_TASK TO CARRY OUT_
Copy every one of the rows below word for word, keeping each line unchanged.

_Items stored from a collection_
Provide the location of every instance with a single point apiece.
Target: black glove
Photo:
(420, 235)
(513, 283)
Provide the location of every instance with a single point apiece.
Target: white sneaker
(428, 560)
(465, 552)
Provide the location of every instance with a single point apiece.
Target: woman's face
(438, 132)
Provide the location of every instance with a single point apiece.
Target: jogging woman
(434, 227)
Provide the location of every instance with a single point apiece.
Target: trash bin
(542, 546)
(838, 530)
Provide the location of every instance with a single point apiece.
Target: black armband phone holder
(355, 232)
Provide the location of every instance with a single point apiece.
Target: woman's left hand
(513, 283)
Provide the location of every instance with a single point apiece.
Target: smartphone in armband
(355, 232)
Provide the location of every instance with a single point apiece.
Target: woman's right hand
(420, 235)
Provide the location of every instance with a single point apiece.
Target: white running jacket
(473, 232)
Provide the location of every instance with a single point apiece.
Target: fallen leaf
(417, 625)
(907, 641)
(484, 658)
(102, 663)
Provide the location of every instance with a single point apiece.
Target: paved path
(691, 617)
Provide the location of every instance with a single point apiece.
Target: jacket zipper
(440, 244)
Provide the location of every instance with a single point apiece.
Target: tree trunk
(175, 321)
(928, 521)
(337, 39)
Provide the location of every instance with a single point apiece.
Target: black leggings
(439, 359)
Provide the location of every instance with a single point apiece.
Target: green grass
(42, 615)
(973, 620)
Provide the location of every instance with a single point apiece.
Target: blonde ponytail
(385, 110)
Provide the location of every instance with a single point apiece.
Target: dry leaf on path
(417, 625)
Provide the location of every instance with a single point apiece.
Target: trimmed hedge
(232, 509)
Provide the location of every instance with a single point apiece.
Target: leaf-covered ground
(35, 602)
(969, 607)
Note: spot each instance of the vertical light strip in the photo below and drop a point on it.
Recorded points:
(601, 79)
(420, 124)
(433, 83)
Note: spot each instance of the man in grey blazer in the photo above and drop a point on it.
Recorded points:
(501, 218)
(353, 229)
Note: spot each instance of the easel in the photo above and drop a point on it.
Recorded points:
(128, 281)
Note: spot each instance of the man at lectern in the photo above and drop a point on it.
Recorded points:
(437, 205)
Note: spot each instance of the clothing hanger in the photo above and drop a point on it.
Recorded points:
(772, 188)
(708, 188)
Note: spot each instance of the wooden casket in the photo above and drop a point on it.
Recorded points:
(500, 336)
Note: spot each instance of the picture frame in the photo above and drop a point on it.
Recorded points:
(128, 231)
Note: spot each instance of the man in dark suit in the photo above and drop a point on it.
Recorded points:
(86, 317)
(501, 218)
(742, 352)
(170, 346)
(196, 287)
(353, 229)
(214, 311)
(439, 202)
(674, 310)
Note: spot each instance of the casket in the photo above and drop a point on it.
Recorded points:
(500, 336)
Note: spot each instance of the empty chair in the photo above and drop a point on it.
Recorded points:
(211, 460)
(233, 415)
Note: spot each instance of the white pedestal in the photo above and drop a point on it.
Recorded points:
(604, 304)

_ANSWER TO THIS PROBLEM_
Provide the location of every instance with a single point apiece.
Target: black glove
Photo:
(420, 235)
(513, 283)
Provide the location of every instance with a single point apiece.
Target: white sneaker
(428, 560)
(465, 552)
Provide the location of every instance with a single point apiece.
Target: woman's face
(438, 132)
Provide the location of every instance with a single point apiece.
Target: jogging woman
(434, 227)
Provide the location of every instance with a single point apiece.
Target: trash bin
(542, 546)
(838, 530)
Provide the location of every instance with a single point apiece.
Target: black armband phone holder
(355, 232)
Provide the location of every instance with a single point apiece.
Target: woman's left hand
(513, 283)
Provide the location of every instance with a single point apiece.
Target: smartphone in armband
(355, 232)
Provide the location of every instance with a single point apiece.
Target: woman's right hand
(420, 235)
Provide the location of every instance with a single point apiece.
Target: white running jacket
(473, 232)
Provide the location of every instance with a single point apiece.
Target: fallen leaf
(417, 625)
(907, 641)
(484, 658)
(102, 663)
Provide the location of every instance with a single point apiece.
Target: paved path
(691, 617)
Provide the location of every instance with a single point apiece.
Target: jacket zipper
(440, 244)
Provide the location of every instance with a single point apiece.
Target: tree trunk
(175, 321)
(928, 521)
(337, 39)
Provide the location of every instance with a single point apiece.
Target: black leggings
(439, 359)
Provide the location of every instance with a single point apiece.
Target: green grass
(42, 615)
(973, 620)
Provide the location of every instance with a single point apiece.
Target: blonde ponytail
(385, 110)
Provide the location of every instance with a single point apiece.
Target: dry leaf on path
(417, 625)
Provide the location of every instance with a single point apiece.
Target: trimmed hedge
(232, 509)
Provide the location of every instance with a single point apiece.
Target: leaf-covered ground
(35, 602)
(969, 607)
Note: spot each instance of the vertical light strip in the photo below and drop a point on it.
Recorded points:
(601, 79)
(420, 124)
(433, 83)
Note: spot each instance of the man in grey blazer in the photo above and drop a point on it.
Recorded points:
(501, 218)
(353, 229)
Note: spot each instance of the easel in the photo above and drop a point on it.
Recorded points:
(128, 281)
Note: spot each instance of the man at lectern in the photo above and drop a point on it.
Recorded points:
(437, 205)
Note: spot each instance of the clothing hanger in the photo above and drop a point on it.
Recorded points:
(772, 188)
(708, 188)
Note: spot each instance of the wooden casket in the photo above and drop a point on it.
Recorded points:
(500, 336)
Note: spot each instance of the picture frame in the photo above and drop a point on it.
Recorded points:
(128, 231)
Note: spot each instance of the man in dark suit in the photo above and drop a point on it.
Recorded points:
(86, 317)
(501, 218)
(742, 352)
(170, 346)
(196, 287)
(353, 229)
(214, 311)
(439, 202)
(674, 310)
Note: spot each instance of the casket in the photo above and drop a point on it.
Recorded points:
(500, 336)
Note: spot each instance of the empty chair in the photo above and drop a point on it.
Recorded points:
(211, 460)
(233, 415)
Note: spot each instance of the white pedestal in the photo above and drop a point on it.
Recorded points:
(604, 304)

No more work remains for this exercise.